**** Text segment ****

# Just ordered SVS



## Andoskyy (Feb 22, 2010)

Just ordered the following:

STS-01 - Front L&R
SCS-01 - Center
SBS-01 - Rear L&R

still trying to decide if i'm going with teh PB12-NSD or make the move and go for the PC12-Plus.

Has anyone heard these two subs? i can only imagine the PC12-Plus is a night and day difference.

Can't wait!


----------



## drdoan (Aug 30, 2006)

Congrats, you won't be disappointed. I always suggest going for the biggest sub you can afford. Have fun. Dennis


----------



## lsiberian (Mar 24, 2009)

drdoan said:


> Congrats, you won't be disappointed. I always suggest going for the biggest sub you can afford. Have fun. Dennis


I agree, but make sure you can actually afford it.:T


----------



## Andoskyy (Feb 22, 2010)

haha, great advise.

i'm putting together my whole home theater now and things are adding up quick. normally, the upgrade cost wouldn't phase me, but when you want to upgrade everything, its adds up!

but of all things, the subwoofer is probably the best thing to upgrade.

I might take a step down on the TV and get the subwoofer i know i will love.


----------



## snowmanick (Oct 16, 2007)

I don't know if the Plus is a "night and day" difference over the NSD, it is a step up, but not a different ballpark. As others said, buy the best you can afford (or look at dual NSD's).


----------



## Andoskyy (Feb 22, 2010)

Thank you for all your input.

i decided to go with the PB12-NSD under the assumption that I can get a second if the one is not adequate. For a few hundred more dollars than a single PC12-Plus, the dual setup will sound better and perform better than the PC12-Plus. That, and i like the looks of a box more 

thank you again!

-Andrew


----------



## recruit (May 9, 2009)

Nice set up Andrew :T make sure you give us some feedback once you have it all set up and running?


----------



## gperkins_1973 (Aug 25, 2008)

I found the PC12 plus easy to chuff with low frequencies especially in the low tune modes. I am not sure how the NSD fairs with regards to this. I am guessing the PC12 plus will go lower.

**** Supplied information ****

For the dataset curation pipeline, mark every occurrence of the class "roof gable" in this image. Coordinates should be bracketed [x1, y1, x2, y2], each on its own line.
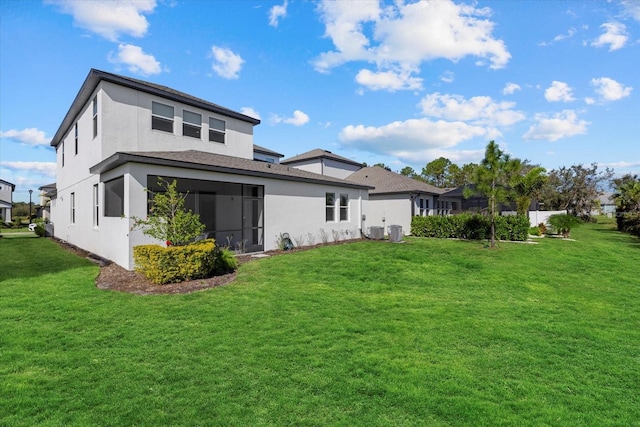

****

How might the forum thread about ordering SVS speakers and choosing a subwoofer go on after its last post? Write the next part.

Expected answer:
cheers

Graham


----------



## Andoskyy (Feb 22, 2010)

Hi All,

I unpacked the STS-01 5.0 system last night. I'll try and get more pictures up soon and a more detailed review. I didnt have a lot of time to listen last night.

The pictures show these next to my Klipsch RF-3's and a 56" TV...for scale.

The SBS-01's are in the middle and will be my rear channels. the center is basically 2 SBS's stuck together...but with one tweeter. will have more pics soon

I have been listening to klipsch for about 10 years, so you could say i'm pretty used to the sound they produce. for those that haven't heard them, they are very bright, extremely loud/efficient, but also very directional and fatiguing. I've grown used to this over the years, and i absolutely love it...especially for music. This review is not comparing the STS to the Klipsch, i'm just using the klipsch as a point of reference. this is not an apples to apples comparison. at the time, the klipsch towers retailed for $1,000 a pair.

so anyway, I played all of them to make sure they all worked, but spent most of my time on the STS's in 2 channel mode with only music. The speakers were paired with my klipsch RSW10 subwoofer and Harman Kardon AVR245 receiver. I set the speakers to small, and my sub's crossover around 60-70hz. 

I did not play at high levels as i need to break them in. Quality is apparent from the start both in build quality and sound. At first, these sounded like my klipsch with a blanket over them. As I listened more, i started to appreciate they sound they were producing. They gave me a higher appreciation of the mid range in music. String instruments and horns were not produced quite as well as my klipsch, but vocals were extremely accurate and detailed. I was skeptical of the 4 mid-bass drivers in these towers, but they were very balanced. At higher volumes, the tweeter started to wake up and started to impress me.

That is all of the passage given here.